問題文 a: 下の文書の抜粋から、「しかも、「和歌山カレー事件」」から「が望む仕事をすればいいのだ。」までの部分を一字一句変えずに返してもらえますか。

文書の抜粋:
▼

巻頭では、「酒鬼薔薇事件」と、「和歌山カレー事件」を扱っている。
筆者は現地にまで足を運んでおり、現地の場所からの情報を読み込もうとする。
しかし、2つの事件に共通する筆者の立場は、容疑者となった2人を徹底して否定的に見ており、その視点はきわめて通俗的である。
しかも、「和歌山カレー事件」はまだ判決が確定していないにもかかわらず、犯人と断定して論じている。
容疑者を否定的に見ることによって、むしろ問題を見えにくくしている。

 フェミニズム系の論者に共通するように、筆者も社会の構造より、人々の意識に注目している。
意識が正しければ、人は自立できるし、犯罪は起きないと考えているようだ。

 私自身は「社会の中の人間」としての成長を放棄しない、前向きな生き方である限りは、ハウスキーバーとしての主婦(専業主婦)もOKだと思っている。ジョン・レノンだって専業主夫だった。男も女も居たい場所で、自分の心が望む仕事をすればいいのだ。

▲

問題文 b: 下のエントリで、「the fence post.」を含む行から「[472,103,484,125]」を含む行までを、「gravel road」を「dirt road」に変えて、それ以外はそのままの形で出してもらえますか。出すのはその範囲の行だけです。

演習データ:
▼

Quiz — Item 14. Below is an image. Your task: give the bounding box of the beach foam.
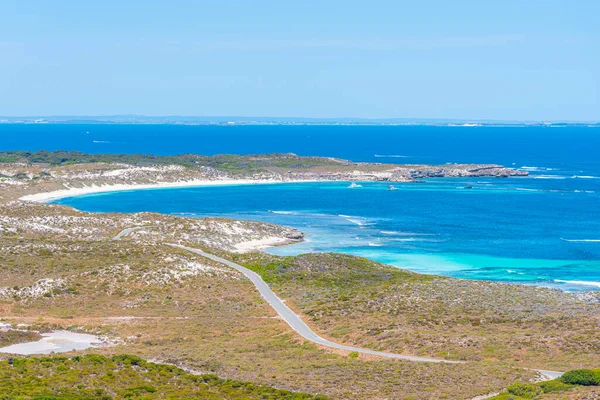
[20,179,324,203]
[554,279,600,288]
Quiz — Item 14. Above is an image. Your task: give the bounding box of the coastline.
[19,179,327,203]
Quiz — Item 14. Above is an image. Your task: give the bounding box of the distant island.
[0,151,528,201]
[0,115,600,127]
[0,151,600,400]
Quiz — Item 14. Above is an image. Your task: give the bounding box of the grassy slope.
[0,355,326,400]
[0,330,42,347]
[0,237,533,399]
[0,150,350,172]
[237,254,600,370]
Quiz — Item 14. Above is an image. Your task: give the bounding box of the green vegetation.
[237,254,600,371]
[0,354,327,400]
[0,216,534,400]
[0,150,340,172]
[562,369,600,386]
[492,369,600,400]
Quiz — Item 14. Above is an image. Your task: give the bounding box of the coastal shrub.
[507,382,542,399]
[538,379,573,393]
[561,369,600,386]
[0,354,327,400]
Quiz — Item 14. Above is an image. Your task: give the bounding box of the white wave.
[532,175,568,179]
[506,269,525,275]
[379,231,440,236]
[515,188,541,192]
[554,279,600,287]
[560,238,600,243]
[338,214,371,226]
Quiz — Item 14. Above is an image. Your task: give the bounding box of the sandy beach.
[19,179,324,203]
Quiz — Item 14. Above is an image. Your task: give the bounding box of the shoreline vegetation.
[0,151,528,202]
[0,152,600,400]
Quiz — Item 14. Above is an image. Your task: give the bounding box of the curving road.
[113,226,563,380]
[113,226,149,240]
[169,244,463,364]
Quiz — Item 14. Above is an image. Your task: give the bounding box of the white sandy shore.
[20,179,324,203]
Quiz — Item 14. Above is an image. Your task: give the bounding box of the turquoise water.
[56,178,600,291]
[0,124,600,290]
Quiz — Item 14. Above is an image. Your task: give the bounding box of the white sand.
[0,331,102,355]
[20,179,322,203]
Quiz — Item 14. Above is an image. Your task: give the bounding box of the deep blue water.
[0,125,600,290]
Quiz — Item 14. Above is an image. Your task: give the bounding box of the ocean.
[0,125,600,291]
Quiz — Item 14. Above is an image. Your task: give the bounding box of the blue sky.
[0,0,600,120]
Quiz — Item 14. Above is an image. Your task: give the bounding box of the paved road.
[170,244,462,364]
[113,226,148,240]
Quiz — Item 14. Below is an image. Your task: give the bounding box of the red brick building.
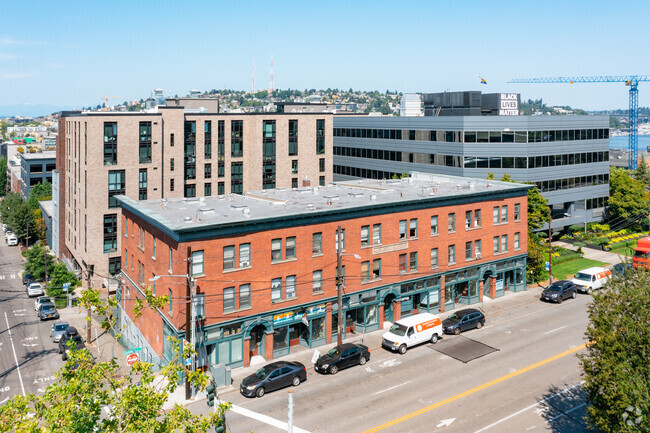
[119,173,528,366]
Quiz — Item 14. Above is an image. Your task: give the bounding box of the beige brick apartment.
[57,104,333,289]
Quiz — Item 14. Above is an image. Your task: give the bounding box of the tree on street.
[580,269,650,433]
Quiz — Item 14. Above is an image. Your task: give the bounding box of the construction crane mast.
[508,75,650,170]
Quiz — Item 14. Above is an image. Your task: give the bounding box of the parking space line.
[5,311,25,395]
[230,404,309,433]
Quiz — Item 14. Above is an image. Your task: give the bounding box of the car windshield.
[390,323,407,337]
[327,347,341,358]
[255,366,272,379]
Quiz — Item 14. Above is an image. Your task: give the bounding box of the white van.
[571,267,612,293]
[381,313,442,355]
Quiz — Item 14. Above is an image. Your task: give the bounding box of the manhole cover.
[428,335,499,363]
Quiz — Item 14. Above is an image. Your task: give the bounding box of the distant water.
[609,135,650,150]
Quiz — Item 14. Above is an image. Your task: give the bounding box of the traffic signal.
[205,383,215,407]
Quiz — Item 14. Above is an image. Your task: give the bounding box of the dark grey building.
[20,150,56,199]
[334,115,609,228]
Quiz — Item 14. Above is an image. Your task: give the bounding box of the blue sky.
[0,0,650,115]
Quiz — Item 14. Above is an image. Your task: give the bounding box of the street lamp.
[149,256,196,400]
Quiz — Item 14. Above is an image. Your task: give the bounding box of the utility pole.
[548,207,553,286]
[336,226,345,346]
[183,247,194,400]
[86,267,92,344]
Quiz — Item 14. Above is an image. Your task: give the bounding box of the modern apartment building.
[57,105,332,287]
[117,173,529,367]
[334,106,609,229]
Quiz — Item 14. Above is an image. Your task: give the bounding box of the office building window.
[230,120,244,158]
[271,239,282,262]
[104,214,117,253]
[316,119,325,155]
[104,122,117,165]
[138,168,147,200]
[311,233,323,255]
[239,284,251,310]
[203,120,212,159]
[284,236,296,260]
[286,275,296,299]
[192,251,204,277]
[431,215,438,236]
[431,248,438,269]
[372,224,381,245]
[239,243,251,268]
[223,287,235,313]
[139,122,151,164]
[361,226,370,246]
[223,245,235,271]
[289,120,298,156]
[313,271,323,293]
[108,170,126,208]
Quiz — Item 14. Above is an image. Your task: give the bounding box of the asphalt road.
[0,241,64,404]
[191,295,590,433]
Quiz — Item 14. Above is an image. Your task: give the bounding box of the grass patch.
[553,258,607,280]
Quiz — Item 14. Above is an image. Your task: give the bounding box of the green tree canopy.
[608,167,648,226]
[580,269,650,433]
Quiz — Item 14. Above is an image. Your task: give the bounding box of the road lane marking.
[230,404,309,433]
[474,381,584,433]
[5,311,25,395]
[544,325,566,335]
[373,380,413,395]
[364,343,591,433]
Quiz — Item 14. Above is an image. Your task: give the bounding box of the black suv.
[540,280,576,304]
[59,326,86,361]
[442,308,485,335]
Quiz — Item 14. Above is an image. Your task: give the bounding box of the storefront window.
[311,317,325,341]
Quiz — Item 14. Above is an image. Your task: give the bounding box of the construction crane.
[508,75,650,170]
[102,93,122,111]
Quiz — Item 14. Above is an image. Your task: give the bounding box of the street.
[0,244,63,404]
[190,286,590,432]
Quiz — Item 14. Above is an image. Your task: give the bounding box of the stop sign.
[126,353,140,365]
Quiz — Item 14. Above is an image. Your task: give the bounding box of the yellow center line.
[363,342,592,433]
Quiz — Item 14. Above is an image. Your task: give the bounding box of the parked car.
[27,283,45,298]
[314,343,370,374]
[442,308,485,335]
[59,326,86,361]
[38,302,61,320]
[612,263,634,277]
[50,322,70,343]
[239,361,307,397]
[22,274,36,286]
[34,296,54,314]
[540,280,577,304]
[381,313,442,355]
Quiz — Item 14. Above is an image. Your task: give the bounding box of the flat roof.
[118,172,531,238]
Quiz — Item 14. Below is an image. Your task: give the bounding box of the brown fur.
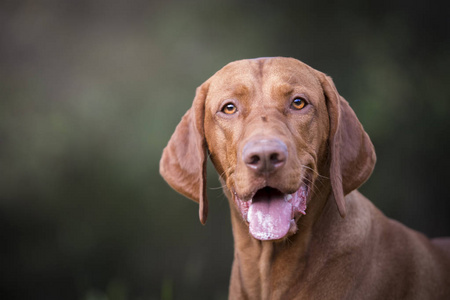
[160,58,450,299]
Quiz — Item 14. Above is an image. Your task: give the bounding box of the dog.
[160,57,450,299]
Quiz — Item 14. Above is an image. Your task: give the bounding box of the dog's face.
[204,59,329,240]
[160,58,375,240]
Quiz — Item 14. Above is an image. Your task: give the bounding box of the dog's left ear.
[159,81,209,224]
[317,71,376,217]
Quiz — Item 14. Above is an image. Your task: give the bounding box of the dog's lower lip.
[233,179,310,223]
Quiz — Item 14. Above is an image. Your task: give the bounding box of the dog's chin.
[233,180,310,241]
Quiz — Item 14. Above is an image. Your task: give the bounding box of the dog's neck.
[226,185,338,299]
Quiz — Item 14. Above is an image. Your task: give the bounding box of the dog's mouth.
[234,182,310,241]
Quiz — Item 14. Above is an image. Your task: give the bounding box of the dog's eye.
[222,103,237,115]
[291,97,307,110]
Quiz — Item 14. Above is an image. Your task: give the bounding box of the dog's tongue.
[247,189,292,240]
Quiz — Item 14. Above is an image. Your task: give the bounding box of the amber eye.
[222,103,237,115]
[291,97,306,110]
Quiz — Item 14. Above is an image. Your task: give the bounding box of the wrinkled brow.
[273,83,294,95]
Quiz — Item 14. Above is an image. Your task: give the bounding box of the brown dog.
[160,58,450,299]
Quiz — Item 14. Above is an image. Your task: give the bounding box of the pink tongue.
[247,192,292,240]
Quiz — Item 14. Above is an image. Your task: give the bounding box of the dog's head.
[160,57,375,240]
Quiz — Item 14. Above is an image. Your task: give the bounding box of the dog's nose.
[242,139,288,173]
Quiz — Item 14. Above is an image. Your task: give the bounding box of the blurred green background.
[0,0,450,300]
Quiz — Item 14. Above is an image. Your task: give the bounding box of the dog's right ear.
[159,82,209,224]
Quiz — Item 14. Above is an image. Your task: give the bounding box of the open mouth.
[234,183,309,241]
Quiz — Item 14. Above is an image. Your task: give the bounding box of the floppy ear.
[319,72,376,218]
[159,82,209,224]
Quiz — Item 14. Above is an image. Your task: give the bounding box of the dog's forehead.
[211,57,320,90]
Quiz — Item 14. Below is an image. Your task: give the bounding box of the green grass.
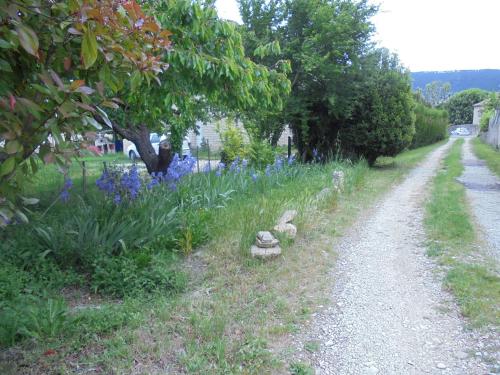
[472,138,500,176]
[425,140,500,326]
[0,144,446,374]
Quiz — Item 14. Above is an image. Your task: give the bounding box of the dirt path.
[459,138,500,261]
[297,142,488,375]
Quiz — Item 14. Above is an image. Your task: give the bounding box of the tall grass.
[472,138,500,176]
[425,139,500,326]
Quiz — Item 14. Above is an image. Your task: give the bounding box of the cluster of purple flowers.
[95,165,142,204]
[59,176,73,202]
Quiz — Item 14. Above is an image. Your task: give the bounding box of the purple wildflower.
[59,176,73,202]
[215,162,226,177]
[229,156,240,172]
[266,164,271,177]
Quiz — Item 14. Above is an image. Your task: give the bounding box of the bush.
[340,52,415,165]
[411,103,449,148]
[443,89,489,125]
[220,122,245,165]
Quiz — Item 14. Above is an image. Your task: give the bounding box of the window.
[149,133,160,143]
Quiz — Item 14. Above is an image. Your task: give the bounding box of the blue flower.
[229,156,240,172]
[215,162,226,177]
[59,176,73,202]
[266,164,271,177]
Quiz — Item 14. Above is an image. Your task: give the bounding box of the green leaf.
[0,157,16,177]
[130,70,142,91]
[82,28,97,69]
[0,39,12,48]
[5,140,23,155]
[16,23,38,57]
[83,116,102,130]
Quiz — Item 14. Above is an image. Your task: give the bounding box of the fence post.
[207,139,212,172]
[82,161,87,195]
[196,142,200,173]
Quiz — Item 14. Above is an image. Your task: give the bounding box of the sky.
[216,0,500,72]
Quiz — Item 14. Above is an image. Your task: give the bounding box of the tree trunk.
[113,123,163,174]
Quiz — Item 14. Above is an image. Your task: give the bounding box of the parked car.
[124,133,191,161]
[451,127,470,135]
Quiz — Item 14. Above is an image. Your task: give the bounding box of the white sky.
[216,0,500,72]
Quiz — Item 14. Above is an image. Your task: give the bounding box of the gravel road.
[458,138,500,260]
[295,141,488,375]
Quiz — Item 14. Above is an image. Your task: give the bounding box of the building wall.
[481,111,500,149]
[187,119,292,150]
[472,103,484,125]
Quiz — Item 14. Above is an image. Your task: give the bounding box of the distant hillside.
[411,69,500,92]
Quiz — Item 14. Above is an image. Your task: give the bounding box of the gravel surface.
[295,142,488,375]
[458,138,500,260]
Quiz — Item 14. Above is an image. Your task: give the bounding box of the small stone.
[250,245,281,258]
[455,352,469,359]
[274,223,297,238]
[316,188,332,201]
[364,366,378,375]
[278,210,297,225]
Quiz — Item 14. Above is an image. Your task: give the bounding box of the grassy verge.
[0,145,444,374]
[425,140,500,326]
[472,138,500,176]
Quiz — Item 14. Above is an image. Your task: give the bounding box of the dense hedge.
[411,103,449,148]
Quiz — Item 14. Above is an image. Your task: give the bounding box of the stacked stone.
[251,231,281,258]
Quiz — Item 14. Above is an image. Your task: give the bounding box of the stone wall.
[481,111,500,149]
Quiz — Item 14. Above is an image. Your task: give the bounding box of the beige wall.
[188,119,292,150]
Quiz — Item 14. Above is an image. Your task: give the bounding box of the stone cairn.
[250,231,281,258]
[332,171,344,192]
[250,210,297,258]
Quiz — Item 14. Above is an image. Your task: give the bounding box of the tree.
[0,0,171,223]
[339,49,415,165]
[442,89,489,125]
[107,0,290,172]
[423,81,451,107]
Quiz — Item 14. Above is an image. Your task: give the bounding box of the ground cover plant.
[425,140,500,326]
[0,142,446,373]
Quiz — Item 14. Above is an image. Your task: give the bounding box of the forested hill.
[411,69,500,92]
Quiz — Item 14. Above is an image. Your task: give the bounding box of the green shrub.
[411,103,449,148]
[91,251,187,297]
[247,137,276,168]
[479,109,495,132]
[220,122,245,165]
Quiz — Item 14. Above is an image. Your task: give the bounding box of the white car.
[124,133,191,161]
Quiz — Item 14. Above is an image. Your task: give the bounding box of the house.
[472,100,486,126]
[187,119,292,151]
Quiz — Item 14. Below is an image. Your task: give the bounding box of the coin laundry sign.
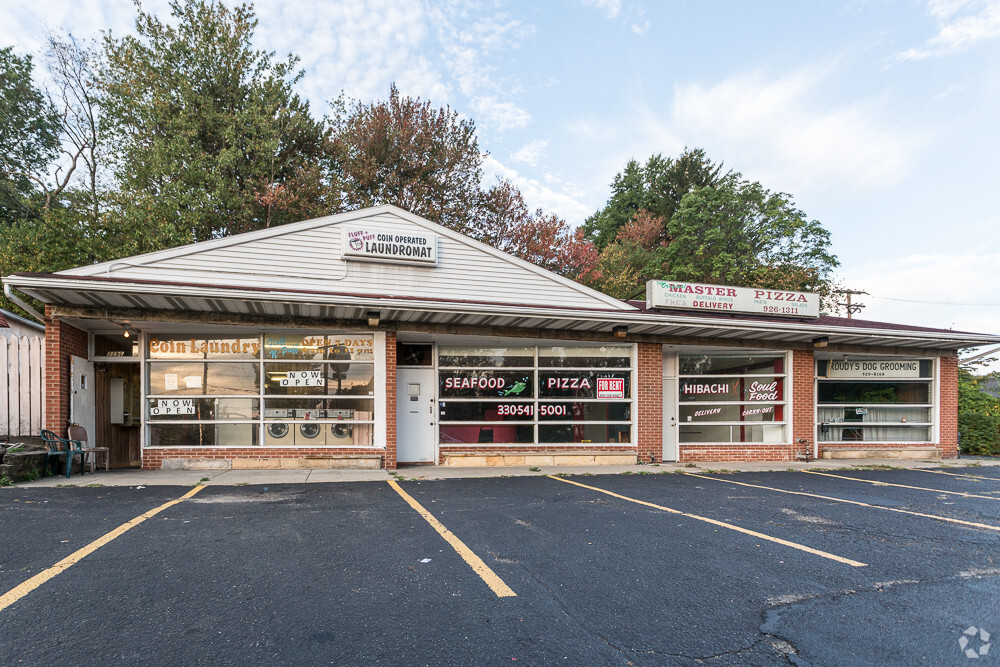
[646,280,819,317]
[343,225,437,265]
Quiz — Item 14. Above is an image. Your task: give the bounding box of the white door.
[396,367,437,463]
[663,378,678,461]
[69,357,97,443]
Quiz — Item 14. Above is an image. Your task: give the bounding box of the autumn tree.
[0,47,60,226]
[99,0,328,253]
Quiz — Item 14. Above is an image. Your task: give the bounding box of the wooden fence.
[0,336,45,438]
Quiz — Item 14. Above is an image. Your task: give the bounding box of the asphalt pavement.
[0,464,1000,665]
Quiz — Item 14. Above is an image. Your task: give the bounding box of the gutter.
[3,283,45,326]
[6,276,1000,346]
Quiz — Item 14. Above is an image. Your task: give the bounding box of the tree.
[958,358,1000,456]
[664,175,838,290]
[99,0,328,254]
[328,84,484,231]
[583,149,838,298]
[0,47,60,226]
[583,148,728,249]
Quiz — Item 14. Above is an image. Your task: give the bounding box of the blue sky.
[0,0,1000,360]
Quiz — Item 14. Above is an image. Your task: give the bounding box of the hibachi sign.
[343,225,437,264]
[646,280,819,317]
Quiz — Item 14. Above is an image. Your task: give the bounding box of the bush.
[958,412,1000,456]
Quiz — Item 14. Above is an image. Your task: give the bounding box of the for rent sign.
[343,225,437,264]
[646,280,819,317]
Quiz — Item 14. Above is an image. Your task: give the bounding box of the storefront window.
[146,332,376,447]
[816,358,934,443]
[678,353,788,444]
[438,345,632,447]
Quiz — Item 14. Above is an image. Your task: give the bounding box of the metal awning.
[4,274,1000,349]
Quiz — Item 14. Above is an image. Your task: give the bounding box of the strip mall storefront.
[4,207,1000,469]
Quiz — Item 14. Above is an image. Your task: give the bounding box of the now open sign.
[597,378,625,398]
[281,371,326,387]
[149,398,194,417]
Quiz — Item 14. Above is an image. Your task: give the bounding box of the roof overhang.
[4,274,1000,350]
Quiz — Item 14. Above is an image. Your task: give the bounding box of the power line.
[868,294,1000,306]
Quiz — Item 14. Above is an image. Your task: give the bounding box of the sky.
[0,0,1000,366]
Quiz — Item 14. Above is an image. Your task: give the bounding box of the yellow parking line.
[548,475,867,567]
[685,472,1000,531]
[389,479,517,598]
[0,486,205,611]
[914,468,1000,482]
[802,470,1000,500]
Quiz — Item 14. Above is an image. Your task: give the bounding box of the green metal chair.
[42,430,85,479]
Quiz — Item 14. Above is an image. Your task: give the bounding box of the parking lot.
[0,467,1000,665]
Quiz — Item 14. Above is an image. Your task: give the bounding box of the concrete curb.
[7,458,1000,491]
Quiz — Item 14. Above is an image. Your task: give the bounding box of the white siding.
[67,209,628,309]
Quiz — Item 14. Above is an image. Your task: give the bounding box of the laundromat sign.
[343,225,437,265]
[646,280,819,317]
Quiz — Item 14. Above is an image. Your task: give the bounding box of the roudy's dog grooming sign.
[646,280,819,317]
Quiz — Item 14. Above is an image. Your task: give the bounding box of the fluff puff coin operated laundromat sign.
[343,225,437,265]
[646,280,819,317]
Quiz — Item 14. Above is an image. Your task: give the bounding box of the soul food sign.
[343,225,437,265]
[646,280,819,317]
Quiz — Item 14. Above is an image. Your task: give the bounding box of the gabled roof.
[56,205,634,311]
[4,206,1000,350]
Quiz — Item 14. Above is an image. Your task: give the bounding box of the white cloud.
[580,0,622,20]
[483,155,594,226]
[893,0,1000,62]
[840,252,1000,334]
[510,139,549,167]
[664,67,931,198]
[428,3,535,132]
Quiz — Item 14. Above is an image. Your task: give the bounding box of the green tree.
[99,0,328,254]
[958,358,1000,456]
[583,149,838,298]
[0,47,60,227]
[328,84,484,231]
[664,175,838,290]
[583,148,728,250]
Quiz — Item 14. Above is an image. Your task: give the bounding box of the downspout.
[3,283,45,324]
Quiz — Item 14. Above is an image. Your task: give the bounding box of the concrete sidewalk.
[9,458,1000,491]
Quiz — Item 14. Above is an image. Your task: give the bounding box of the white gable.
[60,206,632,310]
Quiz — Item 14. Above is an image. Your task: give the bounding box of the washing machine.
[264,409,295,446]
[291,410,326,447]
[215,398,257,447]
[326,410,354,445]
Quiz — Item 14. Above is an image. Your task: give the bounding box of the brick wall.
[633,343,663,463]
[45,306,87,437]
[782,350,816,460]
[938,353,958,459]
[382,331,396,470]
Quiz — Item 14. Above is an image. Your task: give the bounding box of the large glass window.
[438,345,632,447]
[146,332,376,447]
[816,358,934,443]
[677,353,788,444]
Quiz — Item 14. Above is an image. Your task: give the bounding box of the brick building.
[4,206,1000,469]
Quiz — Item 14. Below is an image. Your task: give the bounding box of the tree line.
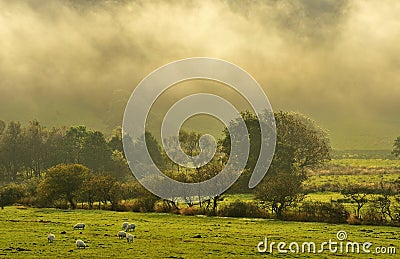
[0,115,400,226]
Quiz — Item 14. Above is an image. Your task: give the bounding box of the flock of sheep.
[47,222,136,248]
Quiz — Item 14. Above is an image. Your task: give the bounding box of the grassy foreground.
[0,207,400,258]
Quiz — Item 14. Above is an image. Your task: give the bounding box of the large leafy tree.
[221,112,330,217]
[22,120,48,177]
[392,137,400,158]
[39,164,89,209]
[0,121,24,181]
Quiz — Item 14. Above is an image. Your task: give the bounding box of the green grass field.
[0,207,400,258]
[329,158,400,169]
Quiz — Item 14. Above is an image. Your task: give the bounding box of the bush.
[346,213,361,225]
[132,196,157,212]
[300,202,350,223]
[179,207,207,216]
[218,200,267,218]
[362,204,384,225]
[154,201,178,213]
[0,184,24,209]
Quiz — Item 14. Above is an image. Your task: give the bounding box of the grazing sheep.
[125,223,136,232]
[74,223,85,229]
[122,222,129,230]
[118,231,126,239]
[126,233,134,243]
[76,239,86,248]
[47,233,56,243]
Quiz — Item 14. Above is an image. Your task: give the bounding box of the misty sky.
[0,0,400,149]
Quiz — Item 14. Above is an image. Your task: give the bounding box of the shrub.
[346,213,361,225]
[362,204,384,225]
[300,202,349,223]
[179,207,207,216]
[218,200,267,218]
[0,184,24,209]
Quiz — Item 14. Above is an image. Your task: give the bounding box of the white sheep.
[47,233,56,243]
[125,223,136,232]
[118,231,126,239]
[122,222,129,230]
[126,233,134,243]
[74,223,85,229]
[76,239,87,248]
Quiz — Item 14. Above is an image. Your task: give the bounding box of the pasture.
[0,207,400,258]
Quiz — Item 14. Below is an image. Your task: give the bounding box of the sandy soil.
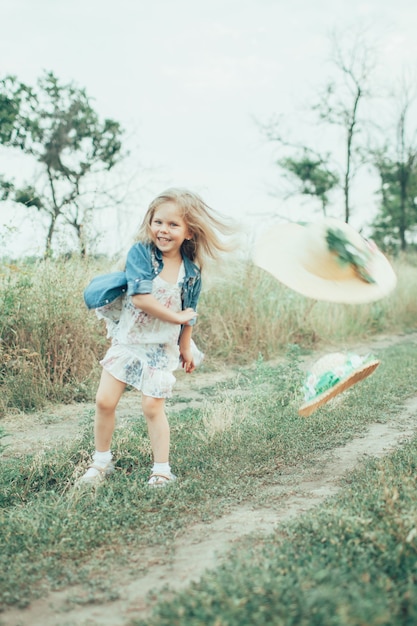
[0,333,417,626]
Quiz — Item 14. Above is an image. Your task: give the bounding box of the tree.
[313,33,373,222]
[264,32,374,222]
[373,85,417,250]
[279,148,339,216]
[0,72,123,255]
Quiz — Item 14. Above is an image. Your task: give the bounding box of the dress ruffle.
[100,344,179,398]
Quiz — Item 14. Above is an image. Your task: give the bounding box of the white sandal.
[77,461,114,485]
[148,473,177,487]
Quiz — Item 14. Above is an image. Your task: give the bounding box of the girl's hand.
[178,309,197,326]
[181,349,195,374]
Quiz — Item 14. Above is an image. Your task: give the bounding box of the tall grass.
[0,343,417,612]
[0,251,417,416]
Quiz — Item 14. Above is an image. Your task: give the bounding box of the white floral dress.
[96,264,184,398]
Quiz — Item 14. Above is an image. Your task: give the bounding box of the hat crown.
[301,218,374,282]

▲

正解 a:
しかも、「和歌山カレー事件」はまだ判決が確定していないにもかかわらず、犯人と断定して論じている。
容疑者を否定的に見ることによって、むしろ問題を見えにくくしている。

 フェミニズム系の論者に共通するように、筆者も社会の構造より、人々の意識に注目している。
意識が正しければ、人は自立できるし、犯罪は起きないと考えているようだ。

 私自身は「社会の中の人間」としての成長を放棄しない、前向きな生き方である限りは、ハウスキーバーとしての主婦(専業主婦)もOKだと思っている。ジョン・レノンだって専業主夫だった。男も女も居たい場所で、自分の心が望む仕事をすればいいのだ。

正解 b:
Quiz — Item 14. Above is an image. Your task: give the bounding box of the fence post.
[207,139,212,172]
[82,161,87,195]
[196,142,200,173]
Quiz — Item 14. Above is an image. Your task: give the bounding box of the sky.
[216,0,500,72]
Quiz — Item 14. Above is an image. Your task: give the bounding box of the tree trunk.
[113,123,163,174]
Quiz — Item 14. Above is an image. Your task: give the bounding box of the parked car.
[124,133,191,161]
[451,127,470,135]
Quiz — Item 14. Above is an image. Your task: give the bounding box of the white sky.
[216,0,500,72]
Quiz — Item 14. Above is an image. Your task: give the bounding box of the dirt road.
[458,138,500,260]
[295,141,488,375]
Quiz — Item 14. Above is an image. Your task: give the bounding box of the building wall.
[481,111,500,149]
[187,119,292,150]
[472,103,484,125]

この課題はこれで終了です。